--- Records to use ---
[Begin]
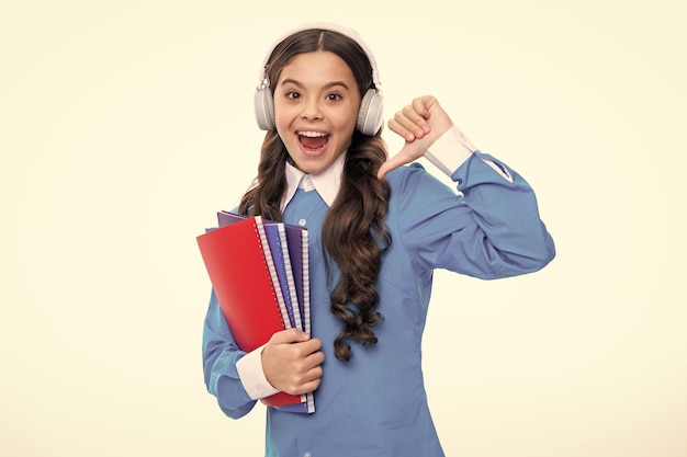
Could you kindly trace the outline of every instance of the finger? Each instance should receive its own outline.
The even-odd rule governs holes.
[[[403,137],[403,139],[405,139],[406,141],[413,141],[415,140],[415,134],[418,133],[418,128],[415,128],[415,132],[413,132],[413,125],[408,124],[408,127],[404,126],[403,124],[401,124],[398,121],[396,121],[395,118],[390,119],[388,121],[388,128],[397,134],[398,136]]]
[[[424,113],[417,112],[414,105],[405,106],[402,111],[394,115],[394,118],[390,121],[390,127],[393,129],[392,124],[399,132],[407,141],[413,141],[415,138],[421,138],[429,133],[429,124],[427,124]],[[412,134],[408,135],[406,134]]]
[[[386,173],[388,173],[392,170],[397,169],[398,167],[403,167],[406,163],[412,162],[413,160],[407,159],[404,155],[402,153],[397,153],[396,156],[390,158],[387,161],[385,161],[384,163],[382,163],[382,165],[380,167],[380,169],[376,172],[376,178],[378,179],[383,179]]]

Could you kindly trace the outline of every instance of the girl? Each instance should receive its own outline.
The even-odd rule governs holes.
[End]
--- Description of the task ---
Rewrite the listing above, substituting "boundary" for every "outline" and changing nothing else. Leave out the pictures.

--- Reply ---
Could you kindly trace the boundary of every instance of the finger? Each instance should receive its own boundary.
The even-odd rule governs holes.
[[[403,137],[403,139],[405,139],[406,141],[413,141],[415,140],[415,134],[418,133],[418,128],[415,128],[415,132],[413,132],[413,125],[408,124],[408,127],[404,126],[403,124],[401,124],[398,121],[396,121],[395,118],[390,119],[388,121],[388,128],[397,134],[398,136]]]
[[[424,113],[417,112],[414,105],[405,106],[402,111],[394,115],[394,118],[390,121],[390,127],[393,129],[392,124],[399,132],[407,141],[413,141],[415,138],[421,138],[429,133],[429,124],[427,124]],[[412,134],[408,135],[406,134]]]
[[[386,173],[388,173],[392,170],[397,169],[398,167],[403,167],[406,163],[412,162],[413,160],[407,159],[404,155],[402,153],[397,153],[396,156],[390,158],[387,161],[385,161],[384,163],[382,163],[382,165],[380,167],[380,169],[376,172],[376,178],[378,179],[383,179]]]

Could you kindly trace the boundary of every instance of the girl? Each instance should receive its own boundary.
The even-odd rule governs holes.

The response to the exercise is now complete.